** Given instruction **
In the data below, find the line containing "of the pillowcase"; reproduce that line and all subsequent lines exactly, and nothing else.

Labeled-object pointing entries

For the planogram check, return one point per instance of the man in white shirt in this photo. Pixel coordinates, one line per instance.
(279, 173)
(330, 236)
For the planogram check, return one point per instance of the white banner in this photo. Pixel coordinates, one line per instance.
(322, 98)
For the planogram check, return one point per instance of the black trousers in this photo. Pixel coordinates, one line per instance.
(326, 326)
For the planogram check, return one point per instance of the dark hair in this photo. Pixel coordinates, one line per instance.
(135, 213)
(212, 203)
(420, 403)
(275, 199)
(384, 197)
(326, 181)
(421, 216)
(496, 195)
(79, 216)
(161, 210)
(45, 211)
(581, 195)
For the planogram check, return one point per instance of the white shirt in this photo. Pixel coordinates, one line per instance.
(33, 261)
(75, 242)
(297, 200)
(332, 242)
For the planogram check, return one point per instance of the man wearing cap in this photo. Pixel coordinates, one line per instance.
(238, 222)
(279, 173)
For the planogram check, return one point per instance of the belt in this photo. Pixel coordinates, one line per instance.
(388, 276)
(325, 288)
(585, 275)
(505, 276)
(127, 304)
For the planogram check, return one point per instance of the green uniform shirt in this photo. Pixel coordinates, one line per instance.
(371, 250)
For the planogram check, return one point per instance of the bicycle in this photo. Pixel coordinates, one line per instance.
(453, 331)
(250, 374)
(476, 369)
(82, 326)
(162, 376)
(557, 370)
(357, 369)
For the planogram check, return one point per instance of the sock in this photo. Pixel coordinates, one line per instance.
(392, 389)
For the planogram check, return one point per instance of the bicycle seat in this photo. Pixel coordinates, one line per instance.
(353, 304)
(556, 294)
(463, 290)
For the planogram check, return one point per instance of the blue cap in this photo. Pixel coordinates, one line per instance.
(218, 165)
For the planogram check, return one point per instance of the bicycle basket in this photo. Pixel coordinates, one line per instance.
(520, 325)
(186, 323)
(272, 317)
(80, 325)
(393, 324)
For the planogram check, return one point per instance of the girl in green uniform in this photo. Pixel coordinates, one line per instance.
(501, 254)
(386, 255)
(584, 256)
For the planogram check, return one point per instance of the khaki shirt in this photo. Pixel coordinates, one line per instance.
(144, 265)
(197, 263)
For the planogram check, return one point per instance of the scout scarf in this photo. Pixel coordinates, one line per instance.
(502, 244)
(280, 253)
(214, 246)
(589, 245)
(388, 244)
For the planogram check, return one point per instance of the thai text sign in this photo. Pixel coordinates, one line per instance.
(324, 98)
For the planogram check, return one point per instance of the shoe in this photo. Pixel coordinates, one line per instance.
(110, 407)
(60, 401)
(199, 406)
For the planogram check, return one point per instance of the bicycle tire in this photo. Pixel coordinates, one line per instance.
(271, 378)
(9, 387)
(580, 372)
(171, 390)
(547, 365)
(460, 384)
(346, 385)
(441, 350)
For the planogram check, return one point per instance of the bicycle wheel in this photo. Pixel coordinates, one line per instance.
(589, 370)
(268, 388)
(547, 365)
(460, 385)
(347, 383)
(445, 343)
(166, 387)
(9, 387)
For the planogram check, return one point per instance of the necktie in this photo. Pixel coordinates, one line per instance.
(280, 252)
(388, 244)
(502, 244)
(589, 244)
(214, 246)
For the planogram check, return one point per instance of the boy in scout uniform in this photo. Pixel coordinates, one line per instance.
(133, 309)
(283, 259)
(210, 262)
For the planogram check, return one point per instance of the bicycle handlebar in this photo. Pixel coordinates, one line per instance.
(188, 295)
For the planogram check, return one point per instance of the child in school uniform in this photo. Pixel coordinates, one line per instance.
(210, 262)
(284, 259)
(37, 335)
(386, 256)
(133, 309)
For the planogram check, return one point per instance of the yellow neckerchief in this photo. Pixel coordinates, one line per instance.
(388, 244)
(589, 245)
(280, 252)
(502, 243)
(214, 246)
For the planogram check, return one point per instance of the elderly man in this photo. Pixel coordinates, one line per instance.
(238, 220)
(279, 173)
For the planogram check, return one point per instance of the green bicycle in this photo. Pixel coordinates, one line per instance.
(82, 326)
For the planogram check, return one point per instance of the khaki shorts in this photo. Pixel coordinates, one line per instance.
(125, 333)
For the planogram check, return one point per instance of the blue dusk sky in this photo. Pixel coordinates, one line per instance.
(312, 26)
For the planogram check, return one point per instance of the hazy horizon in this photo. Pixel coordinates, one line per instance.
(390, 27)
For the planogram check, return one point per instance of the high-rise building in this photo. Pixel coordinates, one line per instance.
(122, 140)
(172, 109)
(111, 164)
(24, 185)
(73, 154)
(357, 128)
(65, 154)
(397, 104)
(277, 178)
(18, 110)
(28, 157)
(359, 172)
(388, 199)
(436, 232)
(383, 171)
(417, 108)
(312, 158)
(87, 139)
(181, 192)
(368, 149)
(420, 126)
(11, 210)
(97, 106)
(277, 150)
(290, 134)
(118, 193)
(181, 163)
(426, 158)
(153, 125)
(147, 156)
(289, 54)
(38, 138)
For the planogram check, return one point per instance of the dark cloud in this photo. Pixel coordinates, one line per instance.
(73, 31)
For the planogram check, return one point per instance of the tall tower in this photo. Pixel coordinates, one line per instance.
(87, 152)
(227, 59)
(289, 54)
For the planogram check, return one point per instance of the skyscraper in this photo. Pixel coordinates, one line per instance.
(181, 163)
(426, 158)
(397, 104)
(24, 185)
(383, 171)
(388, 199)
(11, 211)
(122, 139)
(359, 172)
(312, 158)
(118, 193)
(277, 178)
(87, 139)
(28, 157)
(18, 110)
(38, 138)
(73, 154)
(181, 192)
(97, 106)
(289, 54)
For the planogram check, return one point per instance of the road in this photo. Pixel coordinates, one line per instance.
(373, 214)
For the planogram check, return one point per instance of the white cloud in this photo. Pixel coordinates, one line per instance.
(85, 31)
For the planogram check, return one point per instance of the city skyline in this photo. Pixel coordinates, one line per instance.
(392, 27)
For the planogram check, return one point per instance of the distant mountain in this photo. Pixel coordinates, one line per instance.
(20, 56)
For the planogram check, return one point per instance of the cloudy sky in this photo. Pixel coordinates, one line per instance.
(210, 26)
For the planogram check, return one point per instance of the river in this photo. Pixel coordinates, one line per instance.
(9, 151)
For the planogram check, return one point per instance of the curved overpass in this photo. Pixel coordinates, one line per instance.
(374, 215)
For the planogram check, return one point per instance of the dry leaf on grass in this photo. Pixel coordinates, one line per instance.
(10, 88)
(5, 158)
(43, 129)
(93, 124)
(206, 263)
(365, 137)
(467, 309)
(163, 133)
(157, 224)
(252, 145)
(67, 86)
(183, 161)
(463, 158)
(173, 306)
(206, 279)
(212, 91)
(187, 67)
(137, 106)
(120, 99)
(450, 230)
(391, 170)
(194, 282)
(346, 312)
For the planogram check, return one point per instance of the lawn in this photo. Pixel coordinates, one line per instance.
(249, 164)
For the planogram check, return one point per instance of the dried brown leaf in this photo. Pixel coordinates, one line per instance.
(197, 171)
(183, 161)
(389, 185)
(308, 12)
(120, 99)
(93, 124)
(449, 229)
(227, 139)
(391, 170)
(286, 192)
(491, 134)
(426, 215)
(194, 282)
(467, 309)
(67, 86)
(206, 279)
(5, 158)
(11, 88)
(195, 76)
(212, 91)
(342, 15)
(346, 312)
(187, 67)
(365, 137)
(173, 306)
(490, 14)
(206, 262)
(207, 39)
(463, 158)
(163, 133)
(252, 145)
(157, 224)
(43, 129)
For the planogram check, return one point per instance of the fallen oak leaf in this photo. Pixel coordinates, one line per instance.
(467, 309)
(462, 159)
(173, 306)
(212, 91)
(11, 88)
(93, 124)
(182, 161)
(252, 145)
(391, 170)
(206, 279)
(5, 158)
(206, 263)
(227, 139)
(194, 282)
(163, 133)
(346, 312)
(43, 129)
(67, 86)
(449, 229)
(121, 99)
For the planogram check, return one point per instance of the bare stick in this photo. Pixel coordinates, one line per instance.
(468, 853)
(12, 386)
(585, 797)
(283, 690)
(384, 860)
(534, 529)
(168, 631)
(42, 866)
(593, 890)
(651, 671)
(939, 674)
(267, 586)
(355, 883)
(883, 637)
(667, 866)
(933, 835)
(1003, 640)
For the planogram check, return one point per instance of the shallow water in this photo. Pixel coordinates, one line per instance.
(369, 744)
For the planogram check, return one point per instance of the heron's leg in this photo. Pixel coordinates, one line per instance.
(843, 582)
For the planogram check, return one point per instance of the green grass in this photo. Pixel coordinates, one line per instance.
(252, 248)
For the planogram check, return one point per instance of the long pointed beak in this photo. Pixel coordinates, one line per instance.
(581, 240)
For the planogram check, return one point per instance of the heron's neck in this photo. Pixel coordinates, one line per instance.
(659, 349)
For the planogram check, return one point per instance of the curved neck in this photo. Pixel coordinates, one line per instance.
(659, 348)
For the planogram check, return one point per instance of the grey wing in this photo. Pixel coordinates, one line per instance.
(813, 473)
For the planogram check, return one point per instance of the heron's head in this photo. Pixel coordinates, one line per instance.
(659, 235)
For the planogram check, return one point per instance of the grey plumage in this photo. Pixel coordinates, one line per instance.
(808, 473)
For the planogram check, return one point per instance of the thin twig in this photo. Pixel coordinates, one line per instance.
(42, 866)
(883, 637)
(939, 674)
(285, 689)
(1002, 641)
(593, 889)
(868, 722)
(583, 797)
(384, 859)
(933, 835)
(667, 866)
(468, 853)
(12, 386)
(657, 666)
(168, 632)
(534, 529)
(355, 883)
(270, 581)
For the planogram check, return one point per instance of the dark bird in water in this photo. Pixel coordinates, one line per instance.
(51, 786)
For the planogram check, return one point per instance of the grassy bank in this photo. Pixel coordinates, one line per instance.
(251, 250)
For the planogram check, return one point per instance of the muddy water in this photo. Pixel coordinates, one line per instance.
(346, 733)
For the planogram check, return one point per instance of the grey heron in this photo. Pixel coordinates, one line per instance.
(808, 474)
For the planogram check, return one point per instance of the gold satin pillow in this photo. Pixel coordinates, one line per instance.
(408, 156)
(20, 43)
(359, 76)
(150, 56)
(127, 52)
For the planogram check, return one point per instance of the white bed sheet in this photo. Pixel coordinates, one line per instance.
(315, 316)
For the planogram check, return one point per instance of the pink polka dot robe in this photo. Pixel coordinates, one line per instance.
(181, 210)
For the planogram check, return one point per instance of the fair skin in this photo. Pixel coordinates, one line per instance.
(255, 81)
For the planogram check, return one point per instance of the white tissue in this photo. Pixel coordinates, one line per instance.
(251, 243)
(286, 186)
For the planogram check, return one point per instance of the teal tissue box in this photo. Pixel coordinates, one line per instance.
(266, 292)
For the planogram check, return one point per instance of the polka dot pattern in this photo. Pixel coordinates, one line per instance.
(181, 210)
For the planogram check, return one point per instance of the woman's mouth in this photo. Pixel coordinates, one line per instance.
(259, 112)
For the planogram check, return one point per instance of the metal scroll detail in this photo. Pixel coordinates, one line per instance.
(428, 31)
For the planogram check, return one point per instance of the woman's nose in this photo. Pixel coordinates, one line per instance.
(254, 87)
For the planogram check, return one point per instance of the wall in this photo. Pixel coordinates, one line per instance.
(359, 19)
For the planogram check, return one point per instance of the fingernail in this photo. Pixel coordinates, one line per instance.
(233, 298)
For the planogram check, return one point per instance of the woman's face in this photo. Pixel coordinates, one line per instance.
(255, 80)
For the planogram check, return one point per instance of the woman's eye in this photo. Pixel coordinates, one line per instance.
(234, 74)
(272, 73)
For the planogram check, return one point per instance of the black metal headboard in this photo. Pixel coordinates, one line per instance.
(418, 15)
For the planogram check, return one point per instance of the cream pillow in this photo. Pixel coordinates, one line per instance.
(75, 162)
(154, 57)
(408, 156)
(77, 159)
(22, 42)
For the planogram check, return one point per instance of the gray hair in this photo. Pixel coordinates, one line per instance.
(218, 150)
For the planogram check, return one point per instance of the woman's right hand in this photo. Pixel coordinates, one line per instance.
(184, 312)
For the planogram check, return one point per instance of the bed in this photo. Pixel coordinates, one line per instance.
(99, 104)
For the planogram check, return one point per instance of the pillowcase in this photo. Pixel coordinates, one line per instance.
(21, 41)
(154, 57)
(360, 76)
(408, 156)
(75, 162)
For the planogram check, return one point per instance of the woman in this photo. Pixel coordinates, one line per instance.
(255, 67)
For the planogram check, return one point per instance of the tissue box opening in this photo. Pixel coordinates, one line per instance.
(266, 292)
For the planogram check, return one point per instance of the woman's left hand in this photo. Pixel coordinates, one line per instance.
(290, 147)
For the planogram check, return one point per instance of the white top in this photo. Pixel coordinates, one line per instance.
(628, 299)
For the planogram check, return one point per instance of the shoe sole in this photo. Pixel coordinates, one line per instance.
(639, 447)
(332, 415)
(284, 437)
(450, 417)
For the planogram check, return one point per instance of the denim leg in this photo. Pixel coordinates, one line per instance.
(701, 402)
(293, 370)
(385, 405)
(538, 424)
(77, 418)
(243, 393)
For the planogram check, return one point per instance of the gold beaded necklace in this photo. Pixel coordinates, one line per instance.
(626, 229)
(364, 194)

** Solution below **
For the planogram check, return one point per instance of the pillowcase in this photo. Pixel coordinates, one line per instance.
(21, 41)
(154, 57)
(360, 76)
(408, 156)
(75, 162)
For the planogram check, return one point per instance of the woman in this photo. Pixel coordinates, one line per instance.
(255, 67)
For the planogram check, return one point per instance of the tissue box opening in this photo. Pixel coordinates, one line per instance.
(266, 292)
For the planogram check, return one point per instance of the woman's left hand in this photo. Pixel coordinates, one line per instance.
(290, 147)
For the planogram check, return one point per instance of the white top in this photo. Pixel coordinates, one line per instance.
(628, 299)
For the planogram check, return one point per instance of the shoe sole in this photo. Pixel coordinates, one line per instance.
(639, 447)
(332, 415)
(284, 437)
(450, 417)
For the planogram check, return one point per instance of the denim leg in this photo. Pixel coordinates, one line per instance.
(701, 402)
(293, 370)
(385, 405)
(538, 424)
(77, 418)
(243, 393)
For the planogram check, return one point per instance of the gold beaded necklace in this photo. Pixel coordinates, one line per instance.
(626, 229)
(364, 194)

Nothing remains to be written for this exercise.